- [WORK TO COMPLETE] The records below must be transcribed exactly.

- [DATASET]
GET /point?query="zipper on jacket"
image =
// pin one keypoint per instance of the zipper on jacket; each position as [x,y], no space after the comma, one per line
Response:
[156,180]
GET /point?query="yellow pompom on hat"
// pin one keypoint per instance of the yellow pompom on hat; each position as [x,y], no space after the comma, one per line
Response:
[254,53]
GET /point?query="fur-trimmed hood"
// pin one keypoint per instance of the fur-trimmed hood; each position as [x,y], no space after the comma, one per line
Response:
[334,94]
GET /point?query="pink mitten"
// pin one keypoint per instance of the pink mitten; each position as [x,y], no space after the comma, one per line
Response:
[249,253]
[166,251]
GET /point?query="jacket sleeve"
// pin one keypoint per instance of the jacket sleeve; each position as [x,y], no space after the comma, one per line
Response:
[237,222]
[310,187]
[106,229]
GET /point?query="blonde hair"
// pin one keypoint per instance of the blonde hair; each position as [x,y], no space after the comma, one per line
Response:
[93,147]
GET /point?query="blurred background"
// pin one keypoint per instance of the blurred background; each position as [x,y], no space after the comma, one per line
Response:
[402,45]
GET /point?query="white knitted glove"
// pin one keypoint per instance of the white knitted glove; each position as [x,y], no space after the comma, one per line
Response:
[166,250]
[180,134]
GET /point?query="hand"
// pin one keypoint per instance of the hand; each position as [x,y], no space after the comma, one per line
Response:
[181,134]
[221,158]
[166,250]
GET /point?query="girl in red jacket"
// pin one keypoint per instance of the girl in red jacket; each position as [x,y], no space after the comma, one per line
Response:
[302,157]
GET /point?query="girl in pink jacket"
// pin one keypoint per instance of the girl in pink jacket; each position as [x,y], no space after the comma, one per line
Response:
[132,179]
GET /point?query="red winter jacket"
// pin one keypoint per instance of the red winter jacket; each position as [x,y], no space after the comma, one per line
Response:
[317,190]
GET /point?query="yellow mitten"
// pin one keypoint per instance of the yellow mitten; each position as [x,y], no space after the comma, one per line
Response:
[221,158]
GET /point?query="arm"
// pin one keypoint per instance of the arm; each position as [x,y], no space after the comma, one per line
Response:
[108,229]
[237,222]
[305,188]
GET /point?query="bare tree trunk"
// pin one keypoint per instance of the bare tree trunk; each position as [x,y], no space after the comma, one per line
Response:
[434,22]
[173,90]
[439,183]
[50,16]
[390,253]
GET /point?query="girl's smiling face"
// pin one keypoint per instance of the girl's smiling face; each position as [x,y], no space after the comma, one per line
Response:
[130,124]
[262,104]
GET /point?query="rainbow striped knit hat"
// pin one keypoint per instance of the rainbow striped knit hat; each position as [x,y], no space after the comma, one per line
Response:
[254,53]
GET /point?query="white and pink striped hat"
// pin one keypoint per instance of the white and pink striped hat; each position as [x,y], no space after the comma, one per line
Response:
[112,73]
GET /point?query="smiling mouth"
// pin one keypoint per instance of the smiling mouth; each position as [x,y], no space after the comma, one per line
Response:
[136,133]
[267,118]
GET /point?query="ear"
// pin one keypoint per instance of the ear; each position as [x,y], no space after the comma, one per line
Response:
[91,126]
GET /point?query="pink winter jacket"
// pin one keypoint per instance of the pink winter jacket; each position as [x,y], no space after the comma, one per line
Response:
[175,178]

- [WRITTEN ANSWER]
GET /point?query="zipper on jacket"
image =
// pin one keypoint per instance of the zipper on jacket; each position as [x,y], no space after the comma, one per line
Response:
[156,180]
GET /point?query="yellow pompom on hat"
// pin one keypoint per instance of the yellow pompom on hat; each position as [x,y], no space after the comma, one per line
Response:
[254,53]
GET /point?query="fur-trimmed hood"
// pin one keypoint per instance of the fur-trimmed hood; each position as [x,y], no space after the comma, one per line
Response:
[334,94]
GET /point?query="pink mitten"
// pin one keypoint per instance of the pink mitten; each position as [x,y], no space after the comma, one per line
Response:
[249,253]
[166,251]
GET /point?query="jacket sleeve"
// pin one keypoint per instance of the jacket sleeve; each position as [x,y], no space after the comma, one per line
Response:
[237,222]
[310,187]
[106,229]
GET /point?query="blonde hair"
// pin one keypoint per instance of the blonde hair; each position as [x,y], no space after the comma, one per line
Response:
[93,147]
GET /point?query="blurred background"
// pin one keypoint per instance of the blurred background; each position as [x,y], no space after the comma, one per line
Response:
[402,45]
GET /point?query="white knitted glove"
// pin one keypoint per instance of the white knitted glove; each position as [x,y], no space after the comma, one per line
Response:
[166,250]
[180,134]
GET /point?query="hand"
// pin one keypoint per instance of the hand; each position as [x,y], no space after the comma, one per line
Response:
[181,134]
[221,158]
[166,250]
GET /point?query="girl in red jacket"
// pin one keypoint per instance of the girl in red jacket; each position as [x,y], no space after the comma, one per line
Response:
[302,157]
GET /point?query="girl in pink jacket"
// pin one keypoint per instance of the girl in pink jacket; each position as [x,y], no space after the comma, one per line
Response:
[132,179]
GET /point?query="red winter jacket"
// pin one keypoint per instance of the red winter jacket; each position as [x,y], no space after the comma, one per line
Response:
[317,190]
GET /point?query="yellow mitten"
// pin one keypoint per instance of the yellow mitten; each position as [x,y], no space after the comma, one per line
Response:
[221,158]
GET /point?query="arm"
// pin one keypoint per instance of the arm; each position as [x,y], no space after the comma, one per line
Response:
[108,229]
[237,222]
[305,188]
GET /point?query="bare tree trunk"
// pin one keypoint per instance of the bare tree trunk; each position as [x,y], no space after the comma, one per line
Response:
[434,22]
[173,90]
[439,183]
[50,16]
[390,253]
GET /point?query="girl's smiling face"
// pin one keypoint per instance of the girl's smiling face; each position as [x,y], no space after the comma, one per line
Response:
[130,124]
[262,104]
GET /point?query="rainbow striped knit hat"
// pin one keypoint per instance of the rainbow striped knit hat; each position as [x,y], no space after the comma, one per line
Response:
[254,53]
GET /point?query="white and pink striped hat"
// pin one keypoint per instance of the white and pink striped hat; each position as [x,y], no space after the comma, one per line
Response:
[112,73]
GET /point?query="smiling mouth"
// pin one keypoint per instance of the smiling mouth; each position as [x,y], no space after the comma, one per line
Response:
[136,133]
[267,118]
GET /point?query="ear"
// pin one keypoint per instance of the ear; each position as [x,y], no space after the comma, one per line
Response:
[91,126]
GET /point?query="pink winter jacket"
// pin one keypoint per instance of the pink winter jacket; each position as [x,y], no space after the comma, one per line
Response:
[175,178]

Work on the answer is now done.